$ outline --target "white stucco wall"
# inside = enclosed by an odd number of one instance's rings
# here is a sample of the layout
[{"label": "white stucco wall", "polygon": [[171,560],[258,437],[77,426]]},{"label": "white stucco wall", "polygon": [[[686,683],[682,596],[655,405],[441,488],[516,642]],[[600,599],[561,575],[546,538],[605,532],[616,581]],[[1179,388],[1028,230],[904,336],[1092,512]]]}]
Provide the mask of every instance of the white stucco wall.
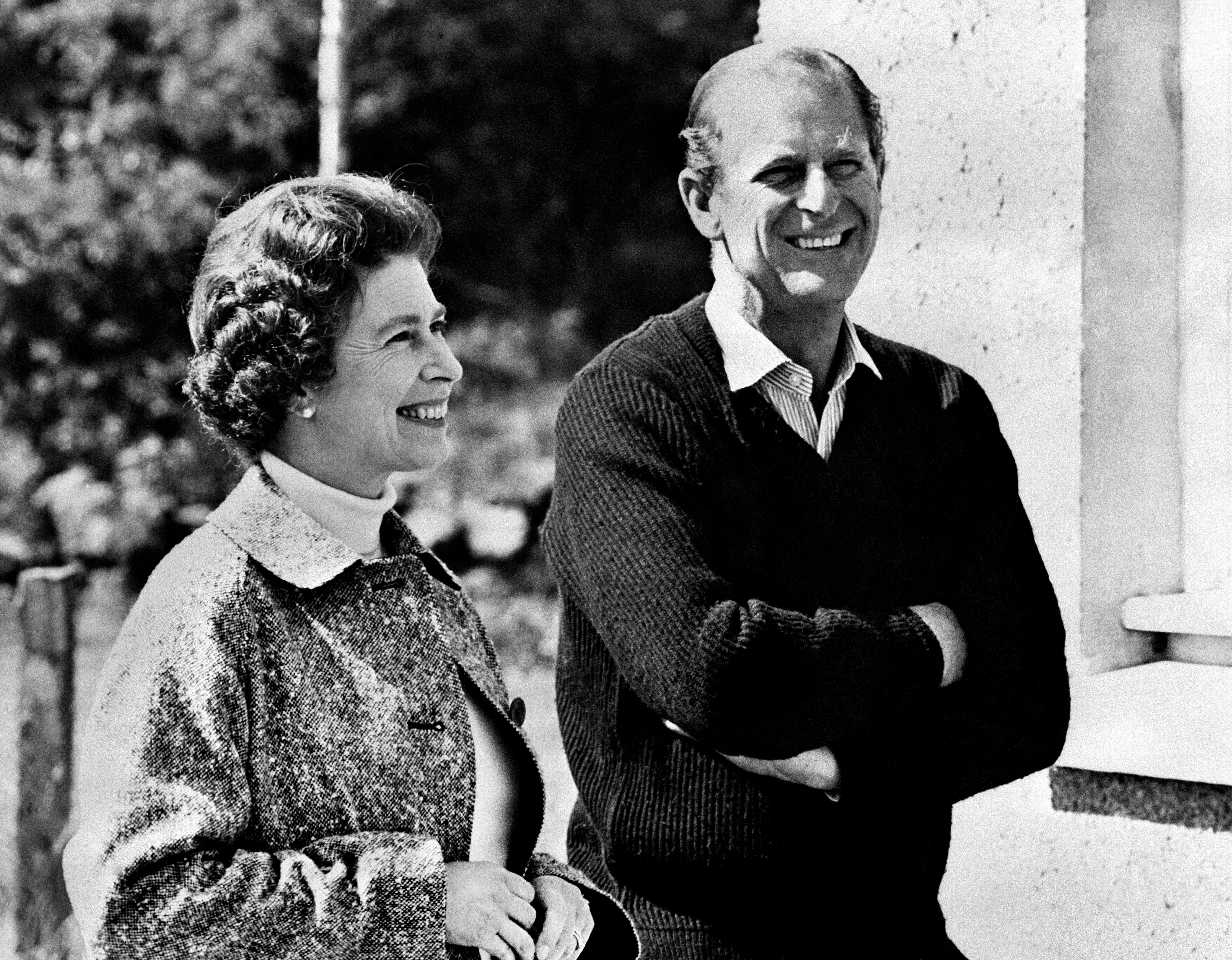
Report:
[{"label": "white stucco wall", "polygon": [[[890,127],[854,320],[970,372],[1078,634],[1082,0],[763,0],[760,38],[850,63]],[[1077,655],[1077,645],[1071,645]]]}]

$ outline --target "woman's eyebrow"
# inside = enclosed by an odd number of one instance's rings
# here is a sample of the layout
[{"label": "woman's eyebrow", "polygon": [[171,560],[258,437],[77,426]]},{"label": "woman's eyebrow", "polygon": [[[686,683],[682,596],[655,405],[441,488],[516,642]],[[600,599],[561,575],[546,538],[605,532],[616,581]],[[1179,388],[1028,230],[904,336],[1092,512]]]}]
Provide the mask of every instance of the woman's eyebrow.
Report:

* [THE EXERCISE] Copy out all of the records above, swapping "mask" for "segmentation" everywhere it occurs and leaving everything else unchanged. Leave the pictures out of your answer.

* [OUTPUT BELOW]
$ outline --target "white stucco wall"
# inside = enclosed by an odd number of one instance's rings
# here is a sample of the layout
[{"label": "white stucco wall", "polygon": [[171,560],[258,437],[77,426]]},{"label": "white stucco wall", "polygon": [[[686,683],[682,596],[655,405],[441,488],[516,642]],[[600,599],[561,575],[546,538],[605,532],[616,581]],[[1179,388],[1028,230],[904,336],[1092,512]]]}]
Provide the segmentation of every instance of the white stucco wall.
Report:
[{"label": "white stucco wall", "polygon": [[[890,127],[854,320],[970,372],[1078,634],[1082,0],[763,0],[760,38],[850,63]],[[1077,655],[1077,645],[1071,645]]]}]

$ outline --target "woman's eyebrow"
# inside = enclosed by an odd number of one instance's rings
# here is a sample of the layout
[{"label": "woman's eyebrow", "polygon": [[171,560],[258,437],[77,426]]},{"label": "woman's eyebrow", "polygon": [[[686,683],[682,596],[655,405],[441,488],[516,642]],[[600,599],[561,575],[546,538],[605,532],[616,581]],[[1179,388],[1028,230],[904,336],[1092,512]]]}]
Provide the segmentation of every instance of the woman's eyebrow.
Report:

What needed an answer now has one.